-------- Text to read
Is there any way to graft some kind of "gravity" onto SR that would allow SR to somehow predict a zero reading on an accelerometer even on a path with a large ("apparent"?) path curvature in a global inertial frame?

Again, this seems puzzling, because special relativity is not a theory of gravity at all, so to get any kind of gravitational turn-around we obviously need to posit SOME theory of gravity. Whatever theory we propose, if it obeys the weak equivalence principle, any mechanical accelerometer will obviously read zero. So it would take a very weird theory (grossly inconsistent with observation) to give a non-zero reading.

The answer to this, it seems to me, is "no"; but that's not because of the SEP. It's because there's no way to model tidal gravity in SR, as I said above.

That's where we fundamentally differ, because the existence of tidal effects for a physical force don't automatically invalidate global inertial frames. (See electromagnetism.) And our mechanical accelerometers will read zero provided the force satisfies at least the WEP. But, again, to make any kind of "prediction" for what an accelerometer in gravitational free-fall will read, we need to specify a theory of gravity (and then we confront the fact that there is no viable theory of gravity consistent with special relativity, at least operationally).

 

[PeterDonis]

I think your reasoning tacitly relies on general relativity and the strong equivalence principle, because you are thinking of gravitational free-fall as force-free inertial motion. You say two objects are moving inertially - subject to no forces - in a gravitational field, and since they drift together or apart due to tidal effects you say this contradicts global inertial frames. But you could also conceivably model gravity as a force in Minkowski space, so that objects in gravitational free-fall are not in inertial motion, and hence this doesn't automatically rule out global inertial frames. (There are "tidal effects" for electromagnetism too, but this doesn't make EM incompatible with special relativity.)

Hmm. I'll have to think about this. See further comments below.

What people tried to do soon after special relativity was to develop a Lorentz invariant version of Newton's gravitational force, analogous to the electromagnetic force (which certainly isn't incompatible with special relativity). But it turns out there are difficulties with this simple approach when applied to gravity. (Strangely reminiscent of the difficulties in trying to quantize gravity today...)

Can you give any references? This is not an area I'm familiar with, but it looks interesting.

But maybe when you say special relativity predicts a non-zero reading you are referring to some other kind of accelerometer, perhaps one using electromagnetic or optical features, and a theory of gravity that violates the strong equivalence principle so that these features would reveal the acceleration? That all seems pretty far-fetched to me. And yet you're talking about it as if it's the default SR prediction... and all the while saying that SR even makes a prediction for the accelerometer readings in a gravitational turn-around in the absence of a theory of gravity... I can't follow your reasoning at all.

What I'm saying is much simpler than all this. I'm saying that, if we just assume a global inertial frame in which the stay-at-home twin is at rest, and in which the turnaround star is also at rest, and look at the traveling twin's trajectory in this global inertial frame, that trajectory obviously has a large path curvature at the turnaround point. The question of how the traveling twin can have this path curvature if no "force" except "gravity" is acting on it is a different question.
----------------
-------- Excerpted data
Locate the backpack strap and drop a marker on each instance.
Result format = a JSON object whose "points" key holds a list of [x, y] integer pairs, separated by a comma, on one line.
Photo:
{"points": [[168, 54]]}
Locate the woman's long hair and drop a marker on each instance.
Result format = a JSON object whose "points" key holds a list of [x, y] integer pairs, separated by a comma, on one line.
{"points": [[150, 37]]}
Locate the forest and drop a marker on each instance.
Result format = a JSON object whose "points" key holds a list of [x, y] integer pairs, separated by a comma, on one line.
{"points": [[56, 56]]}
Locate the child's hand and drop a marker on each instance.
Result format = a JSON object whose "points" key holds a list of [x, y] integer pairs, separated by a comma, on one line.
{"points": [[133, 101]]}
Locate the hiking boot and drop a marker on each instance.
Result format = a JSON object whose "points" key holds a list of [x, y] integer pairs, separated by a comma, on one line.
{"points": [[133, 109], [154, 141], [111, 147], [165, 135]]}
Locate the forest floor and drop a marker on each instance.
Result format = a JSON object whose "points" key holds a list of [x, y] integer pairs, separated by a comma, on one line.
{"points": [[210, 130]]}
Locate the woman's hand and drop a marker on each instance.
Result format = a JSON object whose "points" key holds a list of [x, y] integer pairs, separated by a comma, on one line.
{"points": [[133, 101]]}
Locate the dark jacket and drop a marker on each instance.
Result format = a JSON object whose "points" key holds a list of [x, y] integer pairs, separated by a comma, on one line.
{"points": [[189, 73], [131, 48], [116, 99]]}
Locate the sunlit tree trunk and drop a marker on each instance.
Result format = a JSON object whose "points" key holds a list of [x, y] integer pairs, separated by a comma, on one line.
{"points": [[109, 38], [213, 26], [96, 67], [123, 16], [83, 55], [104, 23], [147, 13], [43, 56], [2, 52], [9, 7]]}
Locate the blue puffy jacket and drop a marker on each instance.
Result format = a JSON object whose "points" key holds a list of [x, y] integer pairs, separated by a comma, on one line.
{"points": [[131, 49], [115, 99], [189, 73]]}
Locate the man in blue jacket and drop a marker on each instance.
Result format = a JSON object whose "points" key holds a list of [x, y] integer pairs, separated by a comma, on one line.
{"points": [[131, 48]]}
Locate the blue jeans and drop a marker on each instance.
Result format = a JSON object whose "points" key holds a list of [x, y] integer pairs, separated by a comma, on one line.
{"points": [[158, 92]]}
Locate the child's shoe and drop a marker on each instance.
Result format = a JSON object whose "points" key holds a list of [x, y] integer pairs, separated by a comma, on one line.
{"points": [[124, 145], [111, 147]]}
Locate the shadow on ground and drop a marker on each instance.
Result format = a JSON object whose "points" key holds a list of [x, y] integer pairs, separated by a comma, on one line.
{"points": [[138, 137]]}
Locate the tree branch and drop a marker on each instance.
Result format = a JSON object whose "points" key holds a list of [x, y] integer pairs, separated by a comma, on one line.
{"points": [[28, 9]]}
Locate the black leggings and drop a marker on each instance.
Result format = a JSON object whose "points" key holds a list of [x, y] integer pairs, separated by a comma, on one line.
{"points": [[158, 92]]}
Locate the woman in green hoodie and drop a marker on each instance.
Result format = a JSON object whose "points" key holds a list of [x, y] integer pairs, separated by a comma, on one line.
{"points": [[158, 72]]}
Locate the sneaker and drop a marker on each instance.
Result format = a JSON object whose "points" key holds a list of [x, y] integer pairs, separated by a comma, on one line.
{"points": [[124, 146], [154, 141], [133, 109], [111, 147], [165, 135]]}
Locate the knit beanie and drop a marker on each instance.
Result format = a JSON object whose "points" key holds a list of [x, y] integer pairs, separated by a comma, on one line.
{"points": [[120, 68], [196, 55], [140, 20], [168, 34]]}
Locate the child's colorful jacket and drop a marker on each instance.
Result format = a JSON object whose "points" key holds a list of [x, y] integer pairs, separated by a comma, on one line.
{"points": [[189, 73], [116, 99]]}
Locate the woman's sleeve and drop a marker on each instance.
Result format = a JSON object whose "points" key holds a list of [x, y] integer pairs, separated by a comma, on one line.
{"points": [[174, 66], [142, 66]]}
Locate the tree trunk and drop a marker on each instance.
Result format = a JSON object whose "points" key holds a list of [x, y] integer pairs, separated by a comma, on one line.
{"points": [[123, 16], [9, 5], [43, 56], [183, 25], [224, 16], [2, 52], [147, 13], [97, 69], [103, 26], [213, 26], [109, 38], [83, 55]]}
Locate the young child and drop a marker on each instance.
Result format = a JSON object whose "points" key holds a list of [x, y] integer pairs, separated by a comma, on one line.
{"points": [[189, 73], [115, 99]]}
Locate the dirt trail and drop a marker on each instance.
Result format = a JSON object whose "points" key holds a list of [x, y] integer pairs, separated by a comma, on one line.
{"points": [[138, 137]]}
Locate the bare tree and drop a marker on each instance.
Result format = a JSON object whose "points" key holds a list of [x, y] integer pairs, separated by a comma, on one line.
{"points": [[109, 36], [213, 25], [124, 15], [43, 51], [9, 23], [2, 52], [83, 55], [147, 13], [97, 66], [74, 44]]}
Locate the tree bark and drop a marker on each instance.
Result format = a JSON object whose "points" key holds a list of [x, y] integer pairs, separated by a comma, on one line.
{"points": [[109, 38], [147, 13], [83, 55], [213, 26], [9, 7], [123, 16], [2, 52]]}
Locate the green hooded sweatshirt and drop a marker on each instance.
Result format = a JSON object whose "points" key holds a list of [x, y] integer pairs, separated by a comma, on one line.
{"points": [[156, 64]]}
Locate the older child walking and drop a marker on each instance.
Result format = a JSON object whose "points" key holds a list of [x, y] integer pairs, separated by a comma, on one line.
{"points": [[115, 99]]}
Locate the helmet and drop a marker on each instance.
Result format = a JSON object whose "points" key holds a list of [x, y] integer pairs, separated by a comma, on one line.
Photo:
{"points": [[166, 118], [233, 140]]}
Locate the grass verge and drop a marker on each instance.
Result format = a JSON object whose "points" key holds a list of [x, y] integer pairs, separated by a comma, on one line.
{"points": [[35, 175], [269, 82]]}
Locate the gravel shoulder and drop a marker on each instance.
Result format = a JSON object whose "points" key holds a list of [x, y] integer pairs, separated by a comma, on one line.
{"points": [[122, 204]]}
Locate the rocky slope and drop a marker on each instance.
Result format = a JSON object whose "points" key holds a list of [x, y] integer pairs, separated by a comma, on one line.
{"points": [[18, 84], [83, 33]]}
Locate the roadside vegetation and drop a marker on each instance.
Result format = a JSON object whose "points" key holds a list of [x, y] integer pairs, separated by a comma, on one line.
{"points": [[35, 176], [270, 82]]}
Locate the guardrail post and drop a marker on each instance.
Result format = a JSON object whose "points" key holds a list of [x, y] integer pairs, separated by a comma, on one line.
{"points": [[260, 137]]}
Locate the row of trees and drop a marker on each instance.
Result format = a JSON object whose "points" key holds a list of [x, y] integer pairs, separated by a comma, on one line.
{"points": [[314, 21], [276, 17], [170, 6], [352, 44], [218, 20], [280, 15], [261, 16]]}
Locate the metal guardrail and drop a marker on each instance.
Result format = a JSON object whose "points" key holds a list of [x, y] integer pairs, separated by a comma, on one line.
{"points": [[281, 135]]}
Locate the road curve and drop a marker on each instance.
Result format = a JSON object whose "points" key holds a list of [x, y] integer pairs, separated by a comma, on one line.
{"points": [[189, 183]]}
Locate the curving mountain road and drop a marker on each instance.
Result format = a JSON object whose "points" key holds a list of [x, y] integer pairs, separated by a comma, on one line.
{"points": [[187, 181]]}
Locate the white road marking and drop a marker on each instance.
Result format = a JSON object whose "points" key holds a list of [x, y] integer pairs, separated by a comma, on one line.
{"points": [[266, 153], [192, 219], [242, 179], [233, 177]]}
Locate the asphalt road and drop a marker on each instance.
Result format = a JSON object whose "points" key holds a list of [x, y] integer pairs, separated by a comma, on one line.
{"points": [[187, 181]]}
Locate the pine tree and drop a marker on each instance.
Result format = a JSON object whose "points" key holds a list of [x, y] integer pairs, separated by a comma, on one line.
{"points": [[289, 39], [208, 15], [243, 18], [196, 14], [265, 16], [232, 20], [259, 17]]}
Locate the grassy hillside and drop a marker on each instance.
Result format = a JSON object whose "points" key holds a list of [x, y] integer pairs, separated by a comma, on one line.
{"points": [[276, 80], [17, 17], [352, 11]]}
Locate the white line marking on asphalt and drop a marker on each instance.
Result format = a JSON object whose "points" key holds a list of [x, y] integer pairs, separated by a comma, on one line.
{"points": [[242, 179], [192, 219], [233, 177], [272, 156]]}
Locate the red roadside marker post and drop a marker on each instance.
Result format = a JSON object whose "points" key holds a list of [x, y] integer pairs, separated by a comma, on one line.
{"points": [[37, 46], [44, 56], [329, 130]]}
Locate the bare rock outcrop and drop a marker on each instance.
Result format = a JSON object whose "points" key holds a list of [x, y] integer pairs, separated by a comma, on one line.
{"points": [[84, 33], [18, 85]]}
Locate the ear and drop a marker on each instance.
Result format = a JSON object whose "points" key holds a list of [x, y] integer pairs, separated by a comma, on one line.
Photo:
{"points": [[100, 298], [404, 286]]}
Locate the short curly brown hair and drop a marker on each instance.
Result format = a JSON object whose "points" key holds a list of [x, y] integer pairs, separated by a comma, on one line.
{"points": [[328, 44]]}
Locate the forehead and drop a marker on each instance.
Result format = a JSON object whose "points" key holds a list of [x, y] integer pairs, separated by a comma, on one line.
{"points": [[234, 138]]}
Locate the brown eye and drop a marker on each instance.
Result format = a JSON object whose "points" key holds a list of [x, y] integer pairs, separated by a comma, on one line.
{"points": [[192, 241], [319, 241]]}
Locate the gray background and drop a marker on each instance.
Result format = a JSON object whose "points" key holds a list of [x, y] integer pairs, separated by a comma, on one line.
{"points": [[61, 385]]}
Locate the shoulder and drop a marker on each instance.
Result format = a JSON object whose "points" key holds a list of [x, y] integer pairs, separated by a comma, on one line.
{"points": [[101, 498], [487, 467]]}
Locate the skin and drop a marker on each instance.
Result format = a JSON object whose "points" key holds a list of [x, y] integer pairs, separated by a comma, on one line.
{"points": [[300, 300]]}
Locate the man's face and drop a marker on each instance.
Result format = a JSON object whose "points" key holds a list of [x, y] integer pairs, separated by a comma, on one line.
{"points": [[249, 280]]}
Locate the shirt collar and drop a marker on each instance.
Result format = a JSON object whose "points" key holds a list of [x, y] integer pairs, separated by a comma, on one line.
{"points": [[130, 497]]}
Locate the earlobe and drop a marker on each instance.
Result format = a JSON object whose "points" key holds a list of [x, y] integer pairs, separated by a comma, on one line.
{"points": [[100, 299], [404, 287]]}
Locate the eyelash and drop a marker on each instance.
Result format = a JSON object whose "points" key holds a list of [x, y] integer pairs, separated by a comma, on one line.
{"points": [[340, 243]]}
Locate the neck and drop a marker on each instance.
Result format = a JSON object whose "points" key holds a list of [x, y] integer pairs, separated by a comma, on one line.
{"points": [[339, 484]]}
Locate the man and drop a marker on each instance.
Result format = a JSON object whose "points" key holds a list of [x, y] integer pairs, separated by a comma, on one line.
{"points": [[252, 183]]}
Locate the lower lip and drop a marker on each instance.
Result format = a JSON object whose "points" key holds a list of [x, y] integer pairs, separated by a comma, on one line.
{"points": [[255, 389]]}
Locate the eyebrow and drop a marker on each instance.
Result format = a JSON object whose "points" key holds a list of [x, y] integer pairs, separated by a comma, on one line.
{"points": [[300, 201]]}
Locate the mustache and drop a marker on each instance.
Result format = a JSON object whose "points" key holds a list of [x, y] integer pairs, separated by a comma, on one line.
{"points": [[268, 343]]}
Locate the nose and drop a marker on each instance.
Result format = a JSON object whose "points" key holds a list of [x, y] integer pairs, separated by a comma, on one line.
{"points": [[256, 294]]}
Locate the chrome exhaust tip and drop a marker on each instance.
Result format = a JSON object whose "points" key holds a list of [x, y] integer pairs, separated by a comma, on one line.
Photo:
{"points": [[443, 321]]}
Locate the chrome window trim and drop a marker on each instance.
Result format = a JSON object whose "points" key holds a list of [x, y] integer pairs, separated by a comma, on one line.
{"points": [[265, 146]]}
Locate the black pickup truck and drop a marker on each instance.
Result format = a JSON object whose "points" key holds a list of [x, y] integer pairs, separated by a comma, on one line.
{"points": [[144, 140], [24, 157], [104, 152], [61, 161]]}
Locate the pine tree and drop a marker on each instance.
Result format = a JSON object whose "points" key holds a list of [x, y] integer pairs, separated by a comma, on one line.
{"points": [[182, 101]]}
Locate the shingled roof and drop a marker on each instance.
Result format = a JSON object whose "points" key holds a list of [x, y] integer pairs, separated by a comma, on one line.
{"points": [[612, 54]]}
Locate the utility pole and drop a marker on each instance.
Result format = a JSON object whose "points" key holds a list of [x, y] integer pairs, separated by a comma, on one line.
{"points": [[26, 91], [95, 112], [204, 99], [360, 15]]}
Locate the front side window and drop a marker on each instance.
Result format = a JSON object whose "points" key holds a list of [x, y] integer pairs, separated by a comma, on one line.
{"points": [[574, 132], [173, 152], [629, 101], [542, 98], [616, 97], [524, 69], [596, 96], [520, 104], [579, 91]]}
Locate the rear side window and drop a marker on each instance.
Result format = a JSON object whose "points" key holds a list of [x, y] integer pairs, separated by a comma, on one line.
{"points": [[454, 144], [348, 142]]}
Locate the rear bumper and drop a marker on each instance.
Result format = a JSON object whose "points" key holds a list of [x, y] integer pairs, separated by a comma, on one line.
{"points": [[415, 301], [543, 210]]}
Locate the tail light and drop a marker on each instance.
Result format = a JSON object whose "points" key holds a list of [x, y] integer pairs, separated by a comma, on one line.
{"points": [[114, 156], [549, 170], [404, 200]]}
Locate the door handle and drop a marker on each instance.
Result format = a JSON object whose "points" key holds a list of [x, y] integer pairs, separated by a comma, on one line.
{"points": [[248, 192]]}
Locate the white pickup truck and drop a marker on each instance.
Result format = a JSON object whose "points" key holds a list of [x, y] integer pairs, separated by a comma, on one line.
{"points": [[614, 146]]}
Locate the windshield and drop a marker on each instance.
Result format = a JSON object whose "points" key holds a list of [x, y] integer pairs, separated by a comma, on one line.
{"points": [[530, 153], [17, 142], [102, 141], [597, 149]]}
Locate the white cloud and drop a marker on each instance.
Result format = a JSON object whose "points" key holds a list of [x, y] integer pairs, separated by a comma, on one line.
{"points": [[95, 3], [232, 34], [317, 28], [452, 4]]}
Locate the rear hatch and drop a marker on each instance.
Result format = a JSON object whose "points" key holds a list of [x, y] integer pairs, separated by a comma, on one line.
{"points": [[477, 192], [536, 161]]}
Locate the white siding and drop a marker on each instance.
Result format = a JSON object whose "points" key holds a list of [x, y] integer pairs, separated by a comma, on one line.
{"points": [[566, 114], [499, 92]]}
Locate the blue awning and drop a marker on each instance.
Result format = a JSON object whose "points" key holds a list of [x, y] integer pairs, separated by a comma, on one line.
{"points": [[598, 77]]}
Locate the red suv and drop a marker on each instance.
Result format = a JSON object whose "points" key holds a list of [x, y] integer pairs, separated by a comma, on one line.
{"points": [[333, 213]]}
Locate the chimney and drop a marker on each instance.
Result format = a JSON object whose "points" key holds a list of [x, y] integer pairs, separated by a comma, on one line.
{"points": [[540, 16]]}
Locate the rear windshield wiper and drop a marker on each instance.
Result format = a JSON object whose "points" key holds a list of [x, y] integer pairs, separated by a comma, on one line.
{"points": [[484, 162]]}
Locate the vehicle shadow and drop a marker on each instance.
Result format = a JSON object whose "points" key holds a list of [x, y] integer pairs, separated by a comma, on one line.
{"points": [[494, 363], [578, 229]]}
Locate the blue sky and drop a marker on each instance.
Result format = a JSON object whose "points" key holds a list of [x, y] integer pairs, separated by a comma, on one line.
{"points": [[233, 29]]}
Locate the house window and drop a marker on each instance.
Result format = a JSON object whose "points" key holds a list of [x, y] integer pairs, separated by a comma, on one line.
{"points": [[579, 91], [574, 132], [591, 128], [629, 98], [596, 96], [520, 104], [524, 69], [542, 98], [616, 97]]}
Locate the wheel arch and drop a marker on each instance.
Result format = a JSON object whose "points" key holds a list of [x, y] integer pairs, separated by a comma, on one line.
----------------
#### Given problem A:
According to the thread on gravity and special relativity, what did people try to develop soon after special relativity appeared?
#### Given problem B:
Write the next few sentences of the thread on gravity and special relativity, picking up after its last sentence.

#### Task result A:
A Lorentz invariant version of Newton's gravitational force, analogous to the electromagnetic force.

#### Task result B:
Regarding what I quoted at the beginning of this post, I don't see how I am assuming the SEP in order to set up the global inertial frame I just described. I certainly don't see that I have to assume the SEP in order to set up a scenario where there is a global inertial frame in which both the stay-at-home twin and the turnaround star are at rest. And given such a global inertial frame, the claim that the traveling twin's path curvature must be large at the turnaround seems straightforward too, without requiring the SEP.

Now, suppose that the turnaround "star" has negligible mass, so that gravity is indeed completely absent from the scenario. Instead, the "star" induces the traveling twin's turnaround by, say, sticking out an extremely strong cable that catches the twin's ship and swings it around like a real slingshot (as opposed to a "gravitational slingshot"), releasing it in the opposite direction (back towards the stay-at-home twin). It seems obvious here that the large path curvature of the traveling twin's trajectory at this point, in the global inertial frame, will correspond to a large nonzero reading on the traveling twin's accelerometer. In other words, the force exerted by this slingshot would not obey the WEP. But that's because this slingshot only acts on the ship itself; it doesn't act directly on things inside the ship, like the twin himself and his accelerometer.

If I'm understanding what I quoted at the top of this post correctly, you are saying that a theory of SR + gravity could model gravity as exerting a force which, unlike the above slingshot, would obey the WEP, by exerting its force on everything--the ship, the twin, and his accelerometer--in the same way. This would allow the accelerometer to read zero at the turnaround even though the path curvature of the trajectory, in the global inertial frame, is still large and nonzero. In other words, the presence of gravity, in this theory, would break the connection between path curvature and nonzero accelerometer readings. Or at least, one would have to find some other kind of "accelerometer" if one wanted to detect the nonzero path curvature due to the gravitational force.

 

[Samshorn]

Can you give any references? This is not an area I'm familiar with, but it looks interesting.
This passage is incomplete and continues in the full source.